*What you need to do:*
Only one span belongs in the answer: the line holding "Target: bouquet of red carnations" through the last line of the entries below, retyped exactly.

+++ Supplied records +++

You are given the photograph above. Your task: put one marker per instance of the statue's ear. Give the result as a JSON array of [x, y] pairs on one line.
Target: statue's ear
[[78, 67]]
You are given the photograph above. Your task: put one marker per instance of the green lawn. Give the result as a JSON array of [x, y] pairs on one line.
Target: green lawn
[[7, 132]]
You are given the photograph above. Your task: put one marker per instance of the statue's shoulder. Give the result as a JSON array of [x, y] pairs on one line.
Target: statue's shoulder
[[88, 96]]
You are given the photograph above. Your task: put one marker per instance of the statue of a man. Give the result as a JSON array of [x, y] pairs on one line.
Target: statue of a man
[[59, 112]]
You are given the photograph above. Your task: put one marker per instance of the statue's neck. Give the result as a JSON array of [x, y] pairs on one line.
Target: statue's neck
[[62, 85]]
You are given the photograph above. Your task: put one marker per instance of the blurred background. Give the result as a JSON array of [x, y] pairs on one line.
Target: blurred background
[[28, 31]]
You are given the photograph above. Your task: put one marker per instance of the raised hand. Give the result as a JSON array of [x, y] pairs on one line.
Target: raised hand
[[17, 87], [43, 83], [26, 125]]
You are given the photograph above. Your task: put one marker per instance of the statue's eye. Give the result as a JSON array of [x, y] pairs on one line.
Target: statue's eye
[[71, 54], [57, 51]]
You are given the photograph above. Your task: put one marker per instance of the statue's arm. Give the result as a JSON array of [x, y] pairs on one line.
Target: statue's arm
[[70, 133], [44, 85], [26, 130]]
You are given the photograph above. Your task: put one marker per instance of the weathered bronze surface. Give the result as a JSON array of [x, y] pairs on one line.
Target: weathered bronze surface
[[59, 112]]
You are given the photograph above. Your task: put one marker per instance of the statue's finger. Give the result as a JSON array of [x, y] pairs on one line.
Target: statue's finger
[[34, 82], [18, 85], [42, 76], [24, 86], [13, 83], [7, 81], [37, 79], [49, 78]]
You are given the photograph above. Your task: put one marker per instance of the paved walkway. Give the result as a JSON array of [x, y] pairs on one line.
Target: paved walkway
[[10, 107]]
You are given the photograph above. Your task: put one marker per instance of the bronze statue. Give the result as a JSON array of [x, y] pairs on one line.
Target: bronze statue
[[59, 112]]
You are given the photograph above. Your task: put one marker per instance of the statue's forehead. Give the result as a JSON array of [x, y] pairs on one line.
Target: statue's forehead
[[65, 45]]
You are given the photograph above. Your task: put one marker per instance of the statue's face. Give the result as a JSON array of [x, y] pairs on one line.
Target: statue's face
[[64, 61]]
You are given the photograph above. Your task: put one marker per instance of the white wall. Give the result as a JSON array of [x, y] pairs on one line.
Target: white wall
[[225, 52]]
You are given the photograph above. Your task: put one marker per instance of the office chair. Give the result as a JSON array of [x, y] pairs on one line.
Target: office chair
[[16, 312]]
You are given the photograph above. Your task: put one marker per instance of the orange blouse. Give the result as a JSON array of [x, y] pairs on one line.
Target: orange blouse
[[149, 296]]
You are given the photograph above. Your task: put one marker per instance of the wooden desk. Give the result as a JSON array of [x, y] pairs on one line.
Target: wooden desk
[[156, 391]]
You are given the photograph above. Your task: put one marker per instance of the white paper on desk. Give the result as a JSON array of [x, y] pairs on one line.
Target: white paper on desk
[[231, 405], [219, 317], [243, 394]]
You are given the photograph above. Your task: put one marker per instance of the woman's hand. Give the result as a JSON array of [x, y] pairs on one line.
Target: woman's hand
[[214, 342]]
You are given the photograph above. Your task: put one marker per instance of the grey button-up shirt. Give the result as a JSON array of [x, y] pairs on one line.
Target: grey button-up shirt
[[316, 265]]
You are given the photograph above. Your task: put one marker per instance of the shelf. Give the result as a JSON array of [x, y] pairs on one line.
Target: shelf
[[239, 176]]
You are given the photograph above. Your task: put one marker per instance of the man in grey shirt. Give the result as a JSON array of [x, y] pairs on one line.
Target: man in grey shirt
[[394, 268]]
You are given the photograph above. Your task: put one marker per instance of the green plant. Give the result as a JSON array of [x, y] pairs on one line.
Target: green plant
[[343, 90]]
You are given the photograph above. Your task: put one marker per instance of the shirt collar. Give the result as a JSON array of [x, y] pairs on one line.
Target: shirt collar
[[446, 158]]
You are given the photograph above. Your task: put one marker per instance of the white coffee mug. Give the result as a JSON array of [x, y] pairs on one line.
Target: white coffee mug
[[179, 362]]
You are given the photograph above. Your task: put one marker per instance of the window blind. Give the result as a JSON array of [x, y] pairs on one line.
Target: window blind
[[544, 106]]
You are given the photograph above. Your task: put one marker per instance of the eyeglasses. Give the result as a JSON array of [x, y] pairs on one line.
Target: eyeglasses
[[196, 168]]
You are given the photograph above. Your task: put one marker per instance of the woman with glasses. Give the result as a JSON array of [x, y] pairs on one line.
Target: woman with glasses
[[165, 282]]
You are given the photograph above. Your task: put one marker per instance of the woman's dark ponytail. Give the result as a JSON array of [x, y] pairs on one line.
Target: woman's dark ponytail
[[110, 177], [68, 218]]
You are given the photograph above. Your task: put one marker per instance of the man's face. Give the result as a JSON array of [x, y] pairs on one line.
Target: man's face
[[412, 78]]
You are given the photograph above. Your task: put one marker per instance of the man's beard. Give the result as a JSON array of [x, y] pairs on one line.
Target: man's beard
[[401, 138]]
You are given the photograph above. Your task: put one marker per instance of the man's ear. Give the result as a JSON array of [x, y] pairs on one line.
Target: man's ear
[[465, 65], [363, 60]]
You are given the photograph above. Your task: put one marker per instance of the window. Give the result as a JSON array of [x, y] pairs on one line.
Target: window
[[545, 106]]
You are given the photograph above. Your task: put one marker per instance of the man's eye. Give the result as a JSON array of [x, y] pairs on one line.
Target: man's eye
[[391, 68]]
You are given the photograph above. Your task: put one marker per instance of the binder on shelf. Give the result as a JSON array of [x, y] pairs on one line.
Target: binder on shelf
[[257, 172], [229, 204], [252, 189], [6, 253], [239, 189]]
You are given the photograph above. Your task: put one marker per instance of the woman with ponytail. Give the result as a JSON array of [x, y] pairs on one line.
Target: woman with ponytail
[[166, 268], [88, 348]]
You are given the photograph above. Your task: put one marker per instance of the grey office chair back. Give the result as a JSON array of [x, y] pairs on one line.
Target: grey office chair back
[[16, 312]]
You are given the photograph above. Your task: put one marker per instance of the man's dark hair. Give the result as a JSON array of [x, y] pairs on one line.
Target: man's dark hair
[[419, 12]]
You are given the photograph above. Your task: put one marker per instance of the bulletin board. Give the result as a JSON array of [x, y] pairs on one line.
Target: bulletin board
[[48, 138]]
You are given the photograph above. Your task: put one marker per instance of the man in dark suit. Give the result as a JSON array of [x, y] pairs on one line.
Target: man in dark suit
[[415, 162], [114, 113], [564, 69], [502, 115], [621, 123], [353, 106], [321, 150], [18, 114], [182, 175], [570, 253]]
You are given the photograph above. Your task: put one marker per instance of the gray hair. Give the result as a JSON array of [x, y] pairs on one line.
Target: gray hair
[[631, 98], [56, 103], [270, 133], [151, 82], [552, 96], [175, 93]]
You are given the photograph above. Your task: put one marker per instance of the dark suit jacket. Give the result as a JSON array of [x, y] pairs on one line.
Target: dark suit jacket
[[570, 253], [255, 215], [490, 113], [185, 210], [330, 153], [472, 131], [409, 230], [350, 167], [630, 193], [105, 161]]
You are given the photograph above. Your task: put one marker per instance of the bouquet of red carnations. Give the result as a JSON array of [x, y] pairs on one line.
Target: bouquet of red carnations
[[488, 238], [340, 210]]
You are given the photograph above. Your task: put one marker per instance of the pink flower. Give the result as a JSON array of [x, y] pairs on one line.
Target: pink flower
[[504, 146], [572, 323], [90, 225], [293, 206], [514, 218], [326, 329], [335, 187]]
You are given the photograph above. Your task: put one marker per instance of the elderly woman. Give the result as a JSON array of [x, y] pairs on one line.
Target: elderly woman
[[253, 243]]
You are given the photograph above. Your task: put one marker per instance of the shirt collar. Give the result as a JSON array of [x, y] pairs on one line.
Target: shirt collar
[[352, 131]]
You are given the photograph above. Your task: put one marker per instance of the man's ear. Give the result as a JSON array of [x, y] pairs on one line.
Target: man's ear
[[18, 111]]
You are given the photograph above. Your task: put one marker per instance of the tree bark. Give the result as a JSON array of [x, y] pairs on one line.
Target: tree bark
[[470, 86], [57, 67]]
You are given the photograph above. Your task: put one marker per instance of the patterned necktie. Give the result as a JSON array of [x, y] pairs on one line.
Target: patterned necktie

+++

*Task solution:*
Target: bouquet of red carnations
[[488, 238], [340, 210]]
You are given the photograph above. Your task: put one marker per instance of the pink flower. Give the result as a JSON array of [x, y] pairs on one line.
Target: pink flower
[[504, 146], [572, 323], [90, 225], [293, 206], [514, 218], [326, 329], [335, 187]]
You are given the photograph above. Your task: put one marker per instance of the elderly woman. Give the result as a JSON array of [x, y] pairs on one line.
Target: elderly woman
[[253, 243]]
You are given the photograph above. Your task: put one marker per instance of the shirt collar. Give the result as a JSON array of [x, y] pairs on one line.
Target: shirt collar
[[352, 131]]
You are given the photograph above. Your task: put one marker per instance of the man's ear. Give the result as a JSON array of [x, y] pairs on one line.
Target: man's ear
[[18, 111]]
You are given the photograph above. Your task: put one marker per instance of the tree bark. Give the result as a JSON array of [x, y] pairs on one line.
Target: tree bark
[[470, 86], [57, 67]]
You are given the photograph above. Your task: put one marker per instance of the patterned necktie. Give the result as a JSON array of [x, y] pairs on one line.
Target: patterned necktie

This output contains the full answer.